**Exercise objective**
Render the lines of the records from the one containing "any helicopter silhouette?" down to the end of the records as a JSON list of strings, with one string per line and blank lines left out.
==== Dataset
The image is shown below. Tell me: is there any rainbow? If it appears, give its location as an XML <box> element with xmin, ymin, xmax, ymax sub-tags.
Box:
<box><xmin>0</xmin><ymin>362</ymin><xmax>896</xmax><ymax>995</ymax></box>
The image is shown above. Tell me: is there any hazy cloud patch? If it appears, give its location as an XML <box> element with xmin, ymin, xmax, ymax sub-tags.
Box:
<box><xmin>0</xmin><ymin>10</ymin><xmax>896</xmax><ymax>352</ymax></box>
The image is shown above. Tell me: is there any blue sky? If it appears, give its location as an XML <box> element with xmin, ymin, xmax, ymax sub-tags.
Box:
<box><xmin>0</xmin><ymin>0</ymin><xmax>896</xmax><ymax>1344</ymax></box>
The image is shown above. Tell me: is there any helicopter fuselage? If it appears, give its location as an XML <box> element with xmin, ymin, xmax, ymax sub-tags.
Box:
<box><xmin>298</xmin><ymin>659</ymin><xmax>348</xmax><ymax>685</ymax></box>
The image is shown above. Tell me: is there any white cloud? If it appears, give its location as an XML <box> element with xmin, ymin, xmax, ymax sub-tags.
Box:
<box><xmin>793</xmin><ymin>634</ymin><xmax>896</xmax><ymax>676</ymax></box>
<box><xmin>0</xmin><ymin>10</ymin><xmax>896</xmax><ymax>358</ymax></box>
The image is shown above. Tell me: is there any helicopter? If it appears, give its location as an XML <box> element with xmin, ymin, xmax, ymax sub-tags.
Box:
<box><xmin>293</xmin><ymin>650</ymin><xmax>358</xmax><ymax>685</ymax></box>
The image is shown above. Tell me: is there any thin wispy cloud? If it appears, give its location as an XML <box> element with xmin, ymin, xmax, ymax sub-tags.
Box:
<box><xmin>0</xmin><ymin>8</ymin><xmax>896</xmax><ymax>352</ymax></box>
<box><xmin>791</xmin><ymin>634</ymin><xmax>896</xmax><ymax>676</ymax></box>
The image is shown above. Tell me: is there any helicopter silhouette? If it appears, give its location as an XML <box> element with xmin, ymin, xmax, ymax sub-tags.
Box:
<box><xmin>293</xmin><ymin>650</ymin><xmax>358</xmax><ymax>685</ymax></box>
========
**Finished task**
[
  "The image is shown above. Tell me: is there any helicopter silhouette? If it appears, give its location as an XML <box> element with xmin, ymin, xmax, ymax sub-tags.",
  "Box:",
  "<box><xmin>293</xmin><ymin>650</ymin><xmax>358</xmax><ymax>685</ymax></box>"
]